Instructions to follow -
Reproduce only the lines from the line containing "Check that every instance of the white flower cluster" to the end of the entries below, including both of those lines.

--- START Dataset content ---

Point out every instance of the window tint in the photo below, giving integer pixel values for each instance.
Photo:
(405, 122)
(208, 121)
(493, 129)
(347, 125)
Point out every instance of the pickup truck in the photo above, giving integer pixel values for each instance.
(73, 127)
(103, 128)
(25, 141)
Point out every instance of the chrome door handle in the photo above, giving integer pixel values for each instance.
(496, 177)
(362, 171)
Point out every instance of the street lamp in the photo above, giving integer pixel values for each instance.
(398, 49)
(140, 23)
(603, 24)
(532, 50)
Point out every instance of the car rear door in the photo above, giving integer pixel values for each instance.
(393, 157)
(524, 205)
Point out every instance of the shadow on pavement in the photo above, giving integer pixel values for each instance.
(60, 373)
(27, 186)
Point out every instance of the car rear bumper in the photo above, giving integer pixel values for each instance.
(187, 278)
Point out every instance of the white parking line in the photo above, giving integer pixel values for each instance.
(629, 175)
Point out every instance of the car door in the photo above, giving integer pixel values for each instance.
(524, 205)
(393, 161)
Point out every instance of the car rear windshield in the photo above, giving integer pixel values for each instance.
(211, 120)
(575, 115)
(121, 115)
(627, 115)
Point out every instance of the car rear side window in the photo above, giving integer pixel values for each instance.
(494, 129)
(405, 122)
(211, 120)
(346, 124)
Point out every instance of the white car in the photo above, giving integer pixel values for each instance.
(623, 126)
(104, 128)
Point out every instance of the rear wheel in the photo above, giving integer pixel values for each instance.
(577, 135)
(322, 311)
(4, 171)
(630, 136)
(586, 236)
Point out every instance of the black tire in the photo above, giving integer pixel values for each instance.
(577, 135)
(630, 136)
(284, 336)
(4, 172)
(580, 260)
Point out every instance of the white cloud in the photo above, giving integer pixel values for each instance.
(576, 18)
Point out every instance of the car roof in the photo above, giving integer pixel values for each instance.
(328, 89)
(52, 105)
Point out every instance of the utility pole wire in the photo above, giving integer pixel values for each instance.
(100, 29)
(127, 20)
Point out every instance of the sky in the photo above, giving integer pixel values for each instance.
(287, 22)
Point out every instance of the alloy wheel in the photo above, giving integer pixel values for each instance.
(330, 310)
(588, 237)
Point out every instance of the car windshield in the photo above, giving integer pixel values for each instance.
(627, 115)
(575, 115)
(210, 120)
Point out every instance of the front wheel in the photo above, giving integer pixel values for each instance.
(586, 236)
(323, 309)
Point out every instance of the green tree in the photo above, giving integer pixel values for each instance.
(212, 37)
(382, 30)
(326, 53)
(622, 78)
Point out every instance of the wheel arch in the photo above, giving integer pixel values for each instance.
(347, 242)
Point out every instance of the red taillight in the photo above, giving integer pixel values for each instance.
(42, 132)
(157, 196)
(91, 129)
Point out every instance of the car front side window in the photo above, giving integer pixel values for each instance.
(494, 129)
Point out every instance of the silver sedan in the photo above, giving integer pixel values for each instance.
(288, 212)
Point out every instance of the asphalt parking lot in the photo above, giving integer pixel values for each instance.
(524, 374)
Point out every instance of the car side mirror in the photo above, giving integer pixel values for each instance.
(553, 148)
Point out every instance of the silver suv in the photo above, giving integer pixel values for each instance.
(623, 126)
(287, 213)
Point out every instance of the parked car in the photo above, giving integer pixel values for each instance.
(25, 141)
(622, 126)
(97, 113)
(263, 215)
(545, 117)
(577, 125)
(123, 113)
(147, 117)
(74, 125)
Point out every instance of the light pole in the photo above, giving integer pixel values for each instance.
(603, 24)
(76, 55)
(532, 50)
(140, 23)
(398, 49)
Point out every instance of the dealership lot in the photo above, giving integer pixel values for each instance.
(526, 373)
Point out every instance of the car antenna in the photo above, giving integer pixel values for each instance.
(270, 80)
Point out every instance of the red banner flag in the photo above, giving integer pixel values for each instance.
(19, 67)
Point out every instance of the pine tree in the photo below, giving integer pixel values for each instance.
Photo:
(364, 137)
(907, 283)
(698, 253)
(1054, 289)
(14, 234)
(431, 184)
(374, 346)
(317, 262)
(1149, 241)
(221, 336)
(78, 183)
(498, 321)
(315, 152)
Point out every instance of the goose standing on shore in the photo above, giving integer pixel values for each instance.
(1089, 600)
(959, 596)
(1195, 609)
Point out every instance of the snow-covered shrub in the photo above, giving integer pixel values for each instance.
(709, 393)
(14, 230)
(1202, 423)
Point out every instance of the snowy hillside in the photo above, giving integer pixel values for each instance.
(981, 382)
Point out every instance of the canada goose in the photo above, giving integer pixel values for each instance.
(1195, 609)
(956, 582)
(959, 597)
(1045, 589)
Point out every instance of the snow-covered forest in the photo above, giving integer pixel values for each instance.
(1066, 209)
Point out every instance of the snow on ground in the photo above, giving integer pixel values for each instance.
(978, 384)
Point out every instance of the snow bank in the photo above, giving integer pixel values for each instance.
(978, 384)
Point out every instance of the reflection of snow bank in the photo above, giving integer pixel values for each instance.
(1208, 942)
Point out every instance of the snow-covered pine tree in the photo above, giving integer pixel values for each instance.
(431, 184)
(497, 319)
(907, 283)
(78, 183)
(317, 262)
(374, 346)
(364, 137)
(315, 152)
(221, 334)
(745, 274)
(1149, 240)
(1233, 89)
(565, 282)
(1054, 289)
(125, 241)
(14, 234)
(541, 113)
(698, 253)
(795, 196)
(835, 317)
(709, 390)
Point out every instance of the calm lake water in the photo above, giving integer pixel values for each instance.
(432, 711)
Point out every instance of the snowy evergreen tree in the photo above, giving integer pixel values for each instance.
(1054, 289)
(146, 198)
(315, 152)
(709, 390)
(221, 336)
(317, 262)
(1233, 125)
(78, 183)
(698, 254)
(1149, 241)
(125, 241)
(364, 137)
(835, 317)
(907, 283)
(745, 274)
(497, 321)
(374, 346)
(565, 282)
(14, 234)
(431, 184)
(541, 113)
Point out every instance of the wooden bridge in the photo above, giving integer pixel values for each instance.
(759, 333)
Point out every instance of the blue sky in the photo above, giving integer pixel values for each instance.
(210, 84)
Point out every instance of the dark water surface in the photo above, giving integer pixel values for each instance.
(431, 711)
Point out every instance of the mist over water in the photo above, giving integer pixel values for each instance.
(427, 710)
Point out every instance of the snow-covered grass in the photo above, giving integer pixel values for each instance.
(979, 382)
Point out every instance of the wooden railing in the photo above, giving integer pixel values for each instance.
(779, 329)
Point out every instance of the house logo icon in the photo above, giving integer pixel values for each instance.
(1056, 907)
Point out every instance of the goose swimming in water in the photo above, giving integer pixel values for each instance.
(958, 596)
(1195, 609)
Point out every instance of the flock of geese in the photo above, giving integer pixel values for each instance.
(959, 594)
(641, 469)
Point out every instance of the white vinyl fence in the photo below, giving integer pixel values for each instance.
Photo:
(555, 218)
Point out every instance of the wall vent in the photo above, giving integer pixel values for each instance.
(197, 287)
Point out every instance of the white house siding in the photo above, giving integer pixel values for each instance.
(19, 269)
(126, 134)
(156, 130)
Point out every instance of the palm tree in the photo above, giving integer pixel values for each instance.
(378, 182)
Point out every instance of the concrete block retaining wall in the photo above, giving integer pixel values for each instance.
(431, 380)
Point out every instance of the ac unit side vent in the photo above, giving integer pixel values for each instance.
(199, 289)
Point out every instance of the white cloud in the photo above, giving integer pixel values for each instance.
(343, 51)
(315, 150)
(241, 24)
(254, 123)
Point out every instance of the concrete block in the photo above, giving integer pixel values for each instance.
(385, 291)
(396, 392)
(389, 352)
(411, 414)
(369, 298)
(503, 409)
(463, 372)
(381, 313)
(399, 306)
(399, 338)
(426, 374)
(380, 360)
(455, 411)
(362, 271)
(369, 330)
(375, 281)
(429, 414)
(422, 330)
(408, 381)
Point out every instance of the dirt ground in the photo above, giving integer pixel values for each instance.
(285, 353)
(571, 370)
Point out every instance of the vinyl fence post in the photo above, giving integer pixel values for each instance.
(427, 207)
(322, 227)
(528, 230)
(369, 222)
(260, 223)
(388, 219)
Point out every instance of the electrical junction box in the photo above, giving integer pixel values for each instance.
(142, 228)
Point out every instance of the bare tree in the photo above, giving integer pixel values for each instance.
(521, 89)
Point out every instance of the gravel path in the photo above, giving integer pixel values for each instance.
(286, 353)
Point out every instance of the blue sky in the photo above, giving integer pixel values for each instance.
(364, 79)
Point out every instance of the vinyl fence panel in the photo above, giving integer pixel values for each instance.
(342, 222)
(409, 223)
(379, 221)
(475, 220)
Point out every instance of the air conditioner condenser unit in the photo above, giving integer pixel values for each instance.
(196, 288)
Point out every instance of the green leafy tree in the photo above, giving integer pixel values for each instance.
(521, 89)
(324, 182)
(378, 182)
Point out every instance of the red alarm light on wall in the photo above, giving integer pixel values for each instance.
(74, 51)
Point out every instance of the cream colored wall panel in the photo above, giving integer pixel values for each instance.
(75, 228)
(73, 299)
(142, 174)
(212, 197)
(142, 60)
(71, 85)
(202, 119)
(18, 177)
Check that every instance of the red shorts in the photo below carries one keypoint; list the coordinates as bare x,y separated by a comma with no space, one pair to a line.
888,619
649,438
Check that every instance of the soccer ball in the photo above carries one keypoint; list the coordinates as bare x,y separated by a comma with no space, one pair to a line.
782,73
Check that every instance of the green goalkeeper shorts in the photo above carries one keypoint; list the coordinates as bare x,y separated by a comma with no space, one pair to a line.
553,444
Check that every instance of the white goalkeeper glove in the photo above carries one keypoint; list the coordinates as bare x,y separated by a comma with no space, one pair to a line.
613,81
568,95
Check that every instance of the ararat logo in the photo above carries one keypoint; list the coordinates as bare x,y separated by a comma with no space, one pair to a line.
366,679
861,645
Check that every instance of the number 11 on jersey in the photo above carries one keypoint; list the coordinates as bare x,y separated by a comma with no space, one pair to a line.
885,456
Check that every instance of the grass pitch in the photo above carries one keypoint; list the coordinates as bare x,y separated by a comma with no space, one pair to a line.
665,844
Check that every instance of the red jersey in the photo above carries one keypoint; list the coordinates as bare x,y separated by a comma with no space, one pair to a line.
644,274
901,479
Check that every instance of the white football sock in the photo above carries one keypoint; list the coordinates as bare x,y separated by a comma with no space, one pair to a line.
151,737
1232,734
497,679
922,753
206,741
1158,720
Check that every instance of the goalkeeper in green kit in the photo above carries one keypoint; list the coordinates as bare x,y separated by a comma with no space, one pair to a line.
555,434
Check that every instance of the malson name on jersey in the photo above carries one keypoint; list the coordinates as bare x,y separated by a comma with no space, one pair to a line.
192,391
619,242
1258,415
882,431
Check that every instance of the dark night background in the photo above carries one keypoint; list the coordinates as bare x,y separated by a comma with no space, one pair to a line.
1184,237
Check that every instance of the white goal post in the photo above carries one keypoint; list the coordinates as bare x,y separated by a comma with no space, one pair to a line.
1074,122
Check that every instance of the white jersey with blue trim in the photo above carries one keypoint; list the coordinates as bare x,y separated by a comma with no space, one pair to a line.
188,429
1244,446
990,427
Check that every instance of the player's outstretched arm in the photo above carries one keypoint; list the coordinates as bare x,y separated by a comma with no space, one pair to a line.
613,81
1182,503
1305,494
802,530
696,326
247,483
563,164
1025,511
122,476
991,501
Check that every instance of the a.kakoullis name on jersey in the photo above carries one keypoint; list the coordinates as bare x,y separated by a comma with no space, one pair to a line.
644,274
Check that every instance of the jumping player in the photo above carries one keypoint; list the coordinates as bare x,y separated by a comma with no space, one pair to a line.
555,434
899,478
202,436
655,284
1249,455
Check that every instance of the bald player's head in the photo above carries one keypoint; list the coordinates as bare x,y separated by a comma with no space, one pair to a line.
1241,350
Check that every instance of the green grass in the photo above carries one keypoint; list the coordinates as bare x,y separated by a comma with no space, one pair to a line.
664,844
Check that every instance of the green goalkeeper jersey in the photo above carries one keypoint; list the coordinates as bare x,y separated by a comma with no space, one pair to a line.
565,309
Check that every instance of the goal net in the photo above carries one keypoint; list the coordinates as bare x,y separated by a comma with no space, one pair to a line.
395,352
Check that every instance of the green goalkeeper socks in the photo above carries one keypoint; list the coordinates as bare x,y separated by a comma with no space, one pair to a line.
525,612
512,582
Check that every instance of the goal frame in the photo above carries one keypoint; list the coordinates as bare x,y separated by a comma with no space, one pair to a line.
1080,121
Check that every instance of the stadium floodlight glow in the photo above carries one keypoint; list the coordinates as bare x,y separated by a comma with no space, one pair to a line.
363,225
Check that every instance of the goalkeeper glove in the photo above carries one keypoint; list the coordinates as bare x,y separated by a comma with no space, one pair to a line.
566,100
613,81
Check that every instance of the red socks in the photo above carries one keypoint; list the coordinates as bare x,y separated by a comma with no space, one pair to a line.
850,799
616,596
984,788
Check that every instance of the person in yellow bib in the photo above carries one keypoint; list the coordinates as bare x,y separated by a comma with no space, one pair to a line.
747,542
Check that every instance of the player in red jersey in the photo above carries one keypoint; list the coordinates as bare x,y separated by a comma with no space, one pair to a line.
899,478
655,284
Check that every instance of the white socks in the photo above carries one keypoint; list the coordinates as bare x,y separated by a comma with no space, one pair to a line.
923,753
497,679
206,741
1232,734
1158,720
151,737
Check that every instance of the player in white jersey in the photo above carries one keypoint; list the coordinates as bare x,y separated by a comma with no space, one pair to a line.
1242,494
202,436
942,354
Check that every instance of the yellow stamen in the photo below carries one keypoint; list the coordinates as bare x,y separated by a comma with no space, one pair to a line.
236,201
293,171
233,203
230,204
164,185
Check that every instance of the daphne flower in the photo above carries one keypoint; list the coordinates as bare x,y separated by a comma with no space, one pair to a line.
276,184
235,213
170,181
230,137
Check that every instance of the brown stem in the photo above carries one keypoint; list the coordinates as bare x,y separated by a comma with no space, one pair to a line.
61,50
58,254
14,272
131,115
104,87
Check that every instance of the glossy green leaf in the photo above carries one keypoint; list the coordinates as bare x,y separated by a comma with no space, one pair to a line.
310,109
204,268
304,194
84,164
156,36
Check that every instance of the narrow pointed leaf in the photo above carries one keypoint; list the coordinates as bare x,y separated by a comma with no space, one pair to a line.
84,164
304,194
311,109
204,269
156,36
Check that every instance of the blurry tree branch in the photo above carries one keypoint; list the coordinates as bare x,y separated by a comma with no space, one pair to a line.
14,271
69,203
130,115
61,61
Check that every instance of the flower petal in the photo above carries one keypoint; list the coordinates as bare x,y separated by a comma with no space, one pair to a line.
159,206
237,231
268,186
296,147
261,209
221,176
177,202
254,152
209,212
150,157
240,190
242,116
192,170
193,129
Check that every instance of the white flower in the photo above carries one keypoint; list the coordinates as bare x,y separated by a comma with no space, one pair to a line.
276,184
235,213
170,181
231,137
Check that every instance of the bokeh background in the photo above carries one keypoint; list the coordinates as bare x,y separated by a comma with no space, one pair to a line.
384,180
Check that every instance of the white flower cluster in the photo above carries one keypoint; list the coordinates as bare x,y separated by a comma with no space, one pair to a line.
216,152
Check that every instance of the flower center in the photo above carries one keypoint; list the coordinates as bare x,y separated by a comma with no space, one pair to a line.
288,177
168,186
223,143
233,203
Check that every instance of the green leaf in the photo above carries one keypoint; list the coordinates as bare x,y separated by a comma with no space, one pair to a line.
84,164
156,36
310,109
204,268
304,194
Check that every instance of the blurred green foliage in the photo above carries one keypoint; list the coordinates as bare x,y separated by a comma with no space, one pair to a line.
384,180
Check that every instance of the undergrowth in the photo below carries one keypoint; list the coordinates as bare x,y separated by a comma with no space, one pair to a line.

--- END Dataset content ---

Answer for this exercise -
Check that every instance of the white flower cluster in the photo above carries one keypoint; list the coordinates as bare x,y separated by a comma with no space, one pair to a line.
216,152
Check that every instance of the flower center in the photo above carries one keypoint; list the coordinates as bare x,y separated by a comma with no space, one pair to a line.
288,177
168,186
223,143
233,203
Check that every instance of the green leaf in the photo above carries one keypoint; list the coordinates as bare x,y separated by a comma with no space, one pair to a line.
84,164
156,36
310,109
204,268
304,194
Check that every instance of the blurred green foliage in the photo above carries one keypoint; list the coordinates as bare x,y separated by a comma with no space, one pair to a line.
384,180
Check that every instance of the undergrowth in the photo below carries one keypoint; list the coordinates as bare x,y separated by a comma with no space, one pair to a line.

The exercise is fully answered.